Text segment section start

Habits for happiness

Habits for happiness

The title to this blog post is one that’s close. to my heart. I’ve written a whole series of “habits” audiobooks for Audible.

If you’re a member / subscriber, they’re all FREE. Either way, check out “Habits for Happiness”, “Habits for Happiness at Work”, “Habits for Action” and more…

But this post isn’t just about my publications; it’s about sharing a cool article that includes 30 happiness habits recommended by some truly happy people; from all over the world …

via Parade by Lisa Mulcahy

Over the course of the COVID-19 pandemic, we’ve all found it tough to find our joy at times—and that’s OK. There’s been a lot of bad news, loss, and lack of social connection due to the nature of the virus. 

“Humans are social creatures, and feeling a sense of belonging and connection to others is thought to be a fundamental psychological need,” says Dr. Lora Park, PhD., associate professor of psychology at the University at Buffalo, SUNY. “Anything we can do to strengthen our social bonds can boost our happiness.” 

And there’s a lot we can do to be proactive about our happiness. “Dr. Sonja Lyubomirsky, a psychology expert, wrote that ‘50 percent of individual differences in happiness are governed by genes, 10 percent by life circumstances, and the remaining 40 percent by what we do and how we think’—that is, our intentional activities and strategies,” says Park.  “40% of our happiness is shaped by how we think about the events in our daily lives and what we decide to do on a daily basis. We have more control than we may think; we can make small changes every day to reliably improve our happiness.”

Habits of the world’s happiest people

They practice gratitude

“Think about or write down something you are grateful for daily,” says Diana Cusumano, LMHC, NCC, director of The JED Foundation Campus & Wellness Initiatives in New York City. “It doesn’t need to be something big, but can be something that you feel went well that day.  Doing this on a regular basis will cultivate feelings of joy, and if done daily for a month’s time can help change your perspective on your day-to-day life.”

They express appreciation

 “Thank someone publicly that you haven’t thanked before,” says Parks.

Text segment section end

**What is needed**
According to the blog post on happiness habits, what share of individual differences in happiness is governed by life circumstances?

Stored data section start

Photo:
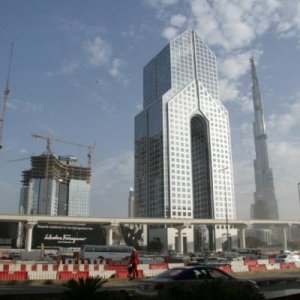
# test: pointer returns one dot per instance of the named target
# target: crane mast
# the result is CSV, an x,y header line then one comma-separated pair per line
x,y
49,139
5,97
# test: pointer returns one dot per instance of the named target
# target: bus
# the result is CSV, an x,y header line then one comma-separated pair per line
x,y
114,252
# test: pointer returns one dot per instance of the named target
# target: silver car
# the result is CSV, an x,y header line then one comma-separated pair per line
x,y
186,275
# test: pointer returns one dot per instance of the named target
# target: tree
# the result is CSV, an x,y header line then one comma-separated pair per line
x,y
83,288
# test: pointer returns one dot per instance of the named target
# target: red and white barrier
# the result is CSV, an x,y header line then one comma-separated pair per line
x,y
75,269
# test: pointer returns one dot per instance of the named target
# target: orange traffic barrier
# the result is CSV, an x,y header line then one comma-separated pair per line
x,y
287,265
258,268
19,275
163,266
66,275
116,267
226,269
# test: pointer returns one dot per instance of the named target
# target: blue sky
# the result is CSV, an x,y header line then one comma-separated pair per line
x,y
77,75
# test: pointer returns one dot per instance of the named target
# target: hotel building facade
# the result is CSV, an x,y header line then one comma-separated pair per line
x,y
183,160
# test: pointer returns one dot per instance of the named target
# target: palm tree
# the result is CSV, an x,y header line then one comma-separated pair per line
x,y
83,288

Stored data section end

**Output for this task**
10 percent